____ Input rows

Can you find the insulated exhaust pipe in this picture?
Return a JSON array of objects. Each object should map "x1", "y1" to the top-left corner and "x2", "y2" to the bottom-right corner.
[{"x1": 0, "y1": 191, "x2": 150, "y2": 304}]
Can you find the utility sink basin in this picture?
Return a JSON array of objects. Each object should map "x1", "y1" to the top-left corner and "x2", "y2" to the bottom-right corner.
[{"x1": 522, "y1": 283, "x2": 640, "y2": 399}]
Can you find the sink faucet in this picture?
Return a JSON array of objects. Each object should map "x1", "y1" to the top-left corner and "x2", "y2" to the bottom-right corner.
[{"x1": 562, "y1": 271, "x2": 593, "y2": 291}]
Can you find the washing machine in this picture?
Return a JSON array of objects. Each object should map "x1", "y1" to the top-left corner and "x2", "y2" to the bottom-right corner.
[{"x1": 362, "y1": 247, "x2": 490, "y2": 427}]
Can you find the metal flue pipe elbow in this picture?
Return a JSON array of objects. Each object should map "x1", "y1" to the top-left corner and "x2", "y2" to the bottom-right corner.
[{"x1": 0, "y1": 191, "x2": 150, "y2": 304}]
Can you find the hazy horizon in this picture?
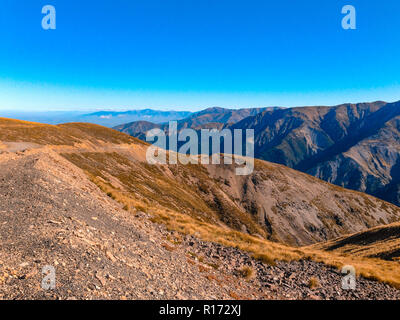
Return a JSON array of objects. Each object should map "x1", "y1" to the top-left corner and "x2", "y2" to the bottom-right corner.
[{"x1": 0, "y1": 0, "x2": 400, "y2": 111}]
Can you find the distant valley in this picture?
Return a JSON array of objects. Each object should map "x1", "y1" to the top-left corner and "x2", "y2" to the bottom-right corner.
[{"x1": 115, "y1": 101, "x2": 400, "y2": 209}]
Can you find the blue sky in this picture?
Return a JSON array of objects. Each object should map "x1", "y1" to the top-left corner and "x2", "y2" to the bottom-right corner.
[{"x1": 0, "y1": 0, "x2": 400, "y2": 111}]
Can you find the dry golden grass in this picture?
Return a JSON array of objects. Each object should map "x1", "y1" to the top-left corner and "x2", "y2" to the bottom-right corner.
[{"x1": 87, "y1": 172, "x2": 400, "y2": 288}]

________

*Written exercise*: Return verbatim every line of the data, from the line containing "Can you find the distant" down to the last line, with both ends included.

*Completed task*:
Can you find the distant valley in this picture?
Return a JSON array of objects. Each object should map "x1", "y1" to the top-left corner and "x2", "y2" to the bottom-right corner.
[{"x1": 115, "y1": 101, "x2": 400, "y2": 209}]
Can you find the blue sky in this picture?
Return a JSON array of objects. Each object should map "x1", "y1" to the top-left corner and "x2", "y2" to the bottom-right corner.
[{"x1": 0, "y1": 0, "x2": 400, "y2": 111}]
Can you find the dry golden grass in this picture?
Return a JSON array of objects. Each object should map "x1", "y1" to the top-left corner and "x2", "y2" to the bottom-right corner.
[{"x1": 87, "y1": 172, "x2": 400, "y2": 288}]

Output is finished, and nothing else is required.